--- Begin Raw data ---

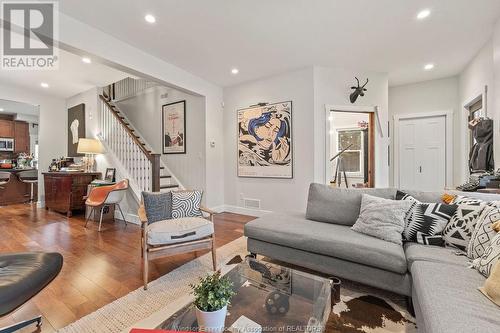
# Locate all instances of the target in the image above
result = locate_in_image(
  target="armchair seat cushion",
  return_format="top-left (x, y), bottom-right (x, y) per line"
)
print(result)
top-left (146, 217), bottom-right (214, 245)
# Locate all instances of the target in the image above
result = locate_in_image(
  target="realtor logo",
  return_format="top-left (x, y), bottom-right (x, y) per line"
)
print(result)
top-left (1, 1), bottom-right (59, 70)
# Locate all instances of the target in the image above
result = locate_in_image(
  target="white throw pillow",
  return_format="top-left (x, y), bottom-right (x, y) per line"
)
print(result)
top-left (472, 233), bottom-right (500, 277)
top-left (351, 194), bottom-right (411, 245)
top-left (467, 206), bottom-right (500, 259)
top-left (443, 202), bottom-right (486, 252)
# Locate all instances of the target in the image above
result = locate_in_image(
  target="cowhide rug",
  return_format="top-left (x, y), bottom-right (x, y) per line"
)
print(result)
top-left (326, 290), bottom-right (417, 333)
top-left (264, 258), bottom-right (417, 333)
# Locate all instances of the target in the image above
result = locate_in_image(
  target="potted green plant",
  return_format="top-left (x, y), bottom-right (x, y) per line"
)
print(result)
top-left (189, 271), bottom-right (235, 332)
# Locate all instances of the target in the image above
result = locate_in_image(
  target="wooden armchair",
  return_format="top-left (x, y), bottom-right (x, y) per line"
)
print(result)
top-left (138, 202), bottom-right (217, 290)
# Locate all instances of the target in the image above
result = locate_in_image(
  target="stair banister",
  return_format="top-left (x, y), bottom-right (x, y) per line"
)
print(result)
top-left (99, 94), bottom-right (161, 192)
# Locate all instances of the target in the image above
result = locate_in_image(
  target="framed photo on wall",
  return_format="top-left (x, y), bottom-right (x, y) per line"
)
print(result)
top-left (238, 101), bottom-right (293, 178)
top-left (68, 103), bottom-right (85, 157)
top-left (162, 100), bottom-right (186, 154)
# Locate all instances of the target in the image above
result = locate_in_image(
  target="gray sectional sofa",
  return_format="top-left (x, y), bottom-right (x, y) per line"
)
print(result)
top-left (245, 184), bottom-right (500, 333)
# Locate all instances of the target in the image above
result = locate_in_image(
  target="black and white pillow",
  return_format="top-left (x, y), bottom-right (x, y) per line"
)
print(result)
top-left (404, 203), bottom-right (457, 242)
top-left (467, 206), bottom-right (500, 259)
top-left (417, 232), bottom-right (444, 247)
top-left (142, 192), bottom-right (172, 223)
top-left (172, 191), bottom-right (203, 219)
top-left (451, 195), bottom-right (485, 205)
top-left (443, 203), bottom-right (485, 251)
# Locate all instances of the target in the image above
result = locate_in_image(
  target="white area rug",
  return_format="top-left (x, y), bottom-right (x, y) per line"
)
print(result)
top-left (58, 237), bottom-right (246, 333)
top-left (58, 237), bottom-right (416, 333)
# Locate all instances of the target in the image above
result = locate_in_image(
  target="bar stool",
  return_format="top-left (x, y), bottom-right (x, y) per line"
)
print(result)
top-left (17, 170), bottom-right (38, 203)
top-left (0, 171), bottom-right (10, 190)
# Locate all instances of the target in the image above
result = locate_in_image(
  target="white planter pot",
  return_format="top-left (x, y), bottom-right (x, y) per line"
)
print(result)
top-left (196, 305), bottom-right (227, 333)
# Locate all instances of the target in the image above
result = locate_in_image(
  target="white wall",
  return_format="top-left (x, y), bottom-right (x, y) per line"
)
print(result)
top-left (311, 67), bottom-right (389, 187)
top-left (454, 39), bottom-right (494, 184)
top-left (224, 68), bottom-right (314, 211)
top-left (59, 13), bottom-right (224, 207)
top-left (389, 76), bottom-right (461, 186)
top-left (116, 87), bottom-right (207, 190)
top-left (0, 82), bottom-right (67, 205)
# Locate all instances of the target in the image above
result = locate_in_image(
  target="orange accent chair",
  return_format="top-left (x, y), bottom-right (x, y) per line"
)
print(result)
top-left (85, 179), bottom-right (128, 231)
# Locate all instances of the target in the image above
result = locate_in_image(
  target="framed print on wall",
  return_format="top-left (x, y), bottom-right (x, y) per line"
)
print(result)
top-left (238, 101), bottom-right (293, 178)
top-left (68, 103), bottom-right (85, 157)
top-left (162, 100), bottom-right (186, 154)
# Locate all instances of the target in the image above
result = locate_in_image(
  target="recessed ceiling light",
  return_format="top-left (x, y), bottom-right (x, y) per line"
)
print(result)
top-left (424, 64), bottom-right (434, 71)
top-left (144, 14), bottom-right (156, 23)
top-left (417, 9), bottom-right (431, 20)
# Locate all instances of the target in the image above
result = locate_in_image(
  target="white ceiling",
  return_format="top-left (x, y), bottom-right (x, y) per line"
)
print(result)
top-left (0, 50), bottom-right (129, 98)
top-left (0, 99), bottom-right (38, 116)
top-left (60, 0), bottom-right (500, 86)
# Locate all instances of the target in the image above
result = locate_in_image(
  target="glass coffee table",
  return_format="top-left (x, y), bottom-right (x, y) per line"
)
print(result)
top-left (157, 258), bottom-right (332, 333)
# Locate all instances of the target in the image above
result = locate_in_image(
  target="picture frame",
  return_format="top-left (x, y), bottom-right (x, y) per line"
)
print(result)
top-left (237, 101), bottom-right (294, 179)
top-left (161, 100), bottom-right (186, 154)
top-left (104, 168), bottom-right (116, 183)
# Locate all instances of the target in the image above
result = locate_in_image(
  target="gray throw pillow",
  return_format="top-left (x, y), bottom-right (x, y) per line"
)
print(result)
top-left (351, 194), bottom-right (411, 245)
top-left (142, 192), bottom-right (172, 223)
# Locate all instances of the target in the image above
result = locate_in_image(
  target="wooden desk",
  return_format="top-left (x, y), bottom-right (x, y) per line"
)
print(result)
top-left (43, 171), bottom-right (101, 217)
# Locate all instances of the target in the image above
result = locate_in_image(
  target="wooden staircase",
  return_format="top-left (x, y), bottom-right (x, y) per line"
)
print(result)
top-left (99, 89), bottom-right (180, 193)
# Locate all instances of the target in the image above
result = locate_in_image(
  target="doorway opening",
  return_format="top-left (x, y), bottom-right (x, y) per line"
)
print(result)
top-left (394, 112), bottom-right (453, 191)
top-left (326, 110), bottom-right (375, 188)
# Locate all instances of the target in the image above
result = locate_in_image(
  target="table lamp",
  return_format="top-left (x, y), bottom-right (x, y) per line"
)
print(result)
top-left (76, 138), bottom-right (104, 172)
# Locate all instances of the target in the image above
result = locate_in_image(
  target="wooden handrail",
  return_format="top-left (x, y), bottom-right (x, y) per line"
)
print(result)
top-left (99, 95), bottom-right (155, 164)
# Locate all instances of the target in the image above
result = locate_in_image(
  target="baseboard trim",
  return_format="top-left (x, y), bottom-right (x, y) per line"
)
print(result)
top-left (211, 205), bottom-right (271, 217)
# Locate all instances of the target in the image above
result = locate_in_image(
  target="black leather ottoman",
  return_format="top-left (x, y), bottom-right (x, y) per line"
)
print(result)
top-left (0, 252), bottom-right (63, 333)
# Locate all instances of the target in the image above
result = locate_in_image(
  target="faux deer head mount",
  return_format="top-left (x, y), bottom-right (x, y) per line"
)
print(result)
top-left (349, 77), bottom-right (368, 103)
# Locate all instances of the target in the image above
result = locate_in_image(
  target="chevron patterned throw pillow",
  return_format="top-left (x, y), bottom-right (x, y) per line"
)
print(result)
top-left (443, 203), bottom-right (485, 251)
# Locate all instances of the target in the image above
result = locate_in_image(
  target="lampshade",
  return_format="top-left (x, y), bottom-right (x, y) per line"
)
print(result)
top-left (76, 139), bottom-right (104, 154)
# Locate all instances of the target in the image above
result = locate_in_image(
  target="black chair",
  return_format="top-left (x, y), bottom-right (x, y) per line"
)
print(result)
top-left (0, 252), bottom-right (63, 333)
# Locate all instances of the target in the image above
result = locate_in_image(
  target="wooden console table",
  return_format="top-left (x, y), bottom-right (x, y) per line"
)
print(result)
top-left (43, 171), bottom-right (101, 217)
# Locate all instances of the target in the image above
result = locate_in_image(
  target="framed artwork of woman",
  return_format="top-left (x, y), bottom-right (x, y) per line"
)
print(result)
top-left (238, 101), bottom-right (293, 178)
top-left (162, 101), bottom-right (186, 154)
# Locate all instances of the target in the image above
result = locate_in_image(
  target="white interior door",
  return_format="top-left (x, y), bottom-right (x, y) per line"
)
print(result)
top-left (397, 116), bottom-right (446, 191)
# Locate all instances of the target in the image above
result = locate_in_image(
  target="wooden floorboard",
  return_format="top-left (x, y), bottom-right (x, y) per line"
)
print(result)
top-left (0, 205), bottom-right (254, 332)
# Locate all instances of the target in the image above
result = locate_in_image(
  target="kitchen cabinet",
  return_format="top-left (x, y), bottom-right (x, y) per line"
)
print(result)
top-left (14, 121), bottom-right (30, 153)
top-left (0, 119), bottom-right (14, 138)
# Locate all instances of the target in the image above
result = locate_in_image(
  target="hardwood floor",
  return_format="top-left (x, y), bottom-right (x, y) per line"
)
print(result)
top-left (0, 205), bottom-right (254, 332)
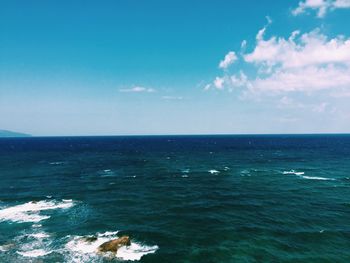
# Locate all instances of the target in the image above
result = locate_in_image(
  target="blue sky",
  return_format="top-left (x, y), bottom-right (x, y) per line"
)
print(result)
top-left (0, 0), bottom-right (350, 135)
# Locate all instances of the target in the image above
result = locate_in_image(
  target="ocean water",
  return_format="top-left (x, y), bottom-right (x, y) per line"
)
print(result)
top-left (0, 135), bottom-right (350, 263)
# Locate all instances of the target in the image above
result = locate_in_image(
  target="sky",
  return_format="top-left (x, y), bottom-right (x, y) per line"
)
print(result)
top-left (0, 0), bottom-right (350, 136)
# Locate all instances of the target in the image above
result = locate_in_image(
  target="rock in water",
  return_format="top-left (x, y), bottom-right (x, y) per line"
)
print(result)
top-left (82, 236), bottom-right (97, 243)
top-left (97, 236), bottom-right (130, 253)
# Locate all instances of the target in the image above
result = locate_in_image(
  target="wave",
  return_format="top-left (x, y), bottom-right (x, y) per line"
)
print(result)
top-left (65, 231), bottom-right (158, 262)
top-left (283, 170), bottom-right (305, 175)
top-left (301, 176), bottom-right (335, 181)
top-left (0, 199), bottom-right (74, 223)
top-left (16, 249), bottom-right (52, 258)
top-left (283, 170), bottom-right (336, 181)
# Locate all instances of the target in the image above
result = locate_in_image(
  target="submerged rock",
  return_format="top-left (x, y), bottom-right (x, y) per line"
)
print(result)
top-left (82, 236), bottom-right (97, 243)
top-left (97, 236), bottom-right (130, 253)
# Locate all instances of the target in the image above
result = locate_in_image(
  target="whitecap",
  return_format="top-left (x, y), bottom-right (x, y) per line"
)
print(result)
top-left (16, 249), bottom-right (52, 258)
top-left (65, 231), bottom-right (158, 262)
top-left (0, 243), bottom-right (15, 252)
top-left (117, 242), bottom-right (158, 261)
top-left (0, 199), bottom-right (74, 223)
top-left (283, 170), bottom-right (305, 175)
top-left (28, 232), bottom-right (50, 239)
top-left (50, 162), bottom-right (64, 165)
top-left (301, 176), bottom-right (335, 181)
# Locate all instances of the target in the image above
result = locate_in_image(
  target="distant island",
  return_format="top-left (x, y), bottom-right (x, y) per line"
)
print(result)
top-left (0, 130), bottom-right (31, 137)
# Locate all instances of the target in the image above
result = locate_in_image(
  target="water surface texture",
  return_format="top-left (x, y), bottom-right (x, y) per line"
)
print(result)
top-left (0, 135), bottom-right (350, 263)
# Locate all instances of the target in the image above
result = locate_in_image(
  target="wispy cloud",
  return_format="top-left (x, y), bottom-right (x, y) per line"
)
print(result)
top-left (119, 86), bottom-right (156, 93)
top-left (292, 0), bottom-right (350, 18)
top-left (209, 26), bottom-right (350, 97)
top-left (219, 51), bottom-right (237, 69)
top-left (162, 96), bottom-right (183, 100)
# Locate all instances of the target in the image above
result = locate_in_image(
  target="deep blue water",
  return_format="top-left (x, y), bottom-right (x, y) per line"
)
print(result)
top-left (0, 135), bottom-right (350, 263)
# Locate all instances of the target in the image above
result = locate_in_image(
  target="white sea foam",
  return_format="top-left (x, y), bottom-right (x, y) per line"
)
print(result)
top-left (28, 232), bottom-right (50, 239)
top-left (283, 170), bottom-right (305, 175)
top-left (0, 243), bottom-right (15, 252)
top-left (50, 162), bottom-right (64, 165)
top-left (283, 170), bottom-right (336, 181)
top-left (301, 175), bottom-right (335, 181)
top-left (16, 249), bottom-right (52, 258)
top-left (208, 169), bottom-right (220, 174)
top-left (65, 231), bottom-right (158, 262)
top-left (0, 199), bottom-right (74, 223)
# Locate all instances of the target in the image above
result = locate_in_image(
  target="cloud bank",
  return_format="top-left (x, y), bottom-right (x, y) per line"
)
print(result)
top-left (292, 0), bottom-right (350, 18)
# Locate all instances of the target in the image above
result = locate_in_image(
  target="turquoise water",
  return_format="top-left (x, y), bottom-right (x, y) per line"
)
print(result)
top-left (0, 135), bottom-right (350, 262)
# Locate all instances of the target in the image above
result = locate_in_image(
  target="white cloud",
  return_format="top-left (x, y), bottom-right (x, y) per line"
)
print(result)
top-left (209, 26), bottom-right (350, 97)
top-left (244, 29), bottom-right (350, 68)
top-left (119, 86), bottom-right (156, 93)
top-left (292, 0), bottom-right (350, 18)
top-left (219, 51), bottom-right (237, 69)
top-left (214, 77), bottom-right (225, 89)
top-left (162, 96), bottom-right (183, 100)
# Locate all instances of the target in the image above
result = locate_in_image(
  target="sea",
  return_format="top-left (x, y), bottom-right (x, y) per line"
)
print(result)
top-left (0, 134), bottom-right (350, 263)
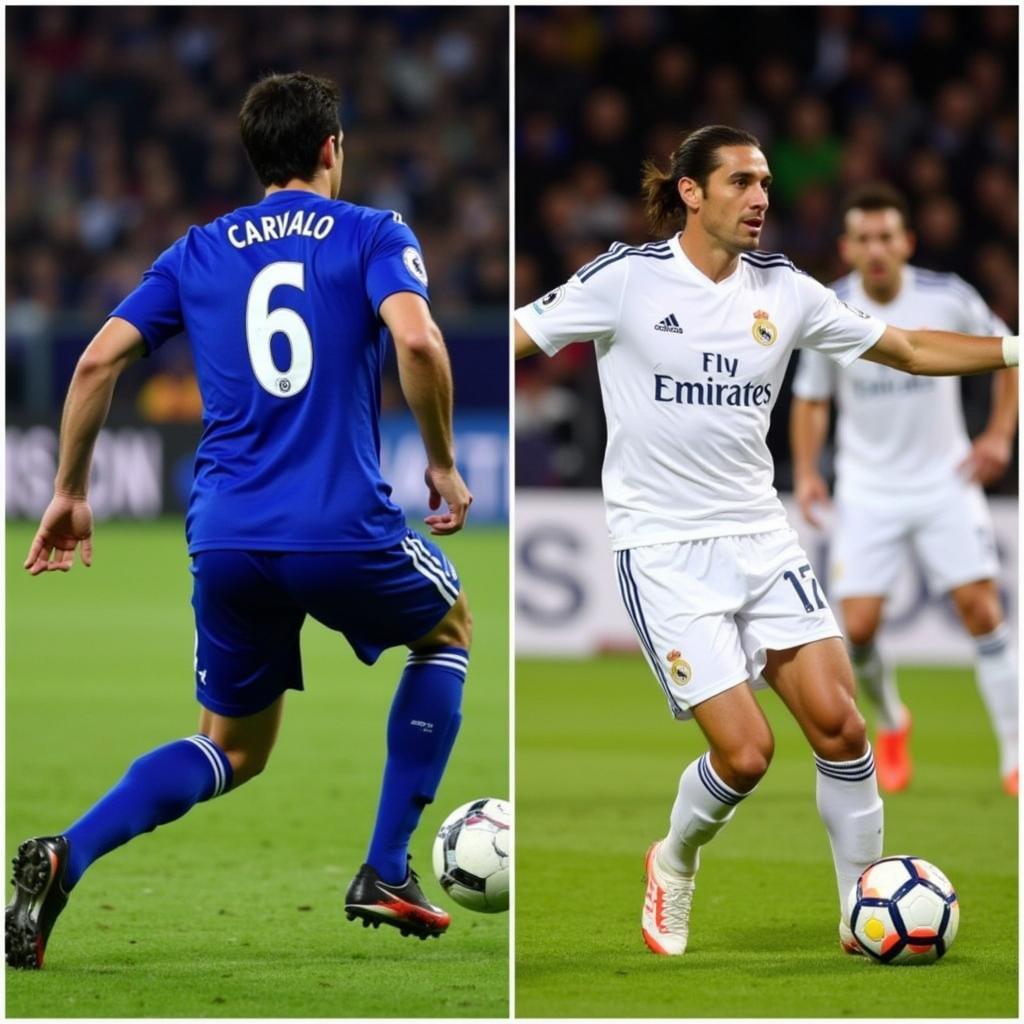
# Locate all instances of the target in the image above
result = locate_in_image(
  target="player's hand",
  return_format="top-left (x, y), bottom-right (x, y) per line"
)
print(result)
top-left (794, 473), bottom-right (831, 529)
top-left (25, 494), bottom-right (92, 575)
top-left (959, 430), bottom-right (1013, 483)
top-left (423, 466), bottom-right (473, 536)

--- End Raw data ---

Reproduce the entries verbatim, starting at their first line and stopping after the line that contains "top-left (1, 1), bottom-right (59, 70)", with both of those lines included. Leave the pictures out of your answer.

**Answer to this problem**
# Locate all instances of the target in the image above
result = locate_in_image(
  target="armchair seat cushion",
  return_format="top-left (x, y), bottom-right (x, y) per line"
)
print(result)
top-left (146, 217), bottom-right (214, 245)
# Locate all instances of the target in the image above
result = locate_in_image(
  target="realtor logo",
  return_format="top-left (x, y), bottom-right (x, y) per line"
)
print(result)
top-left (1, 1), bottom-right (59, 70)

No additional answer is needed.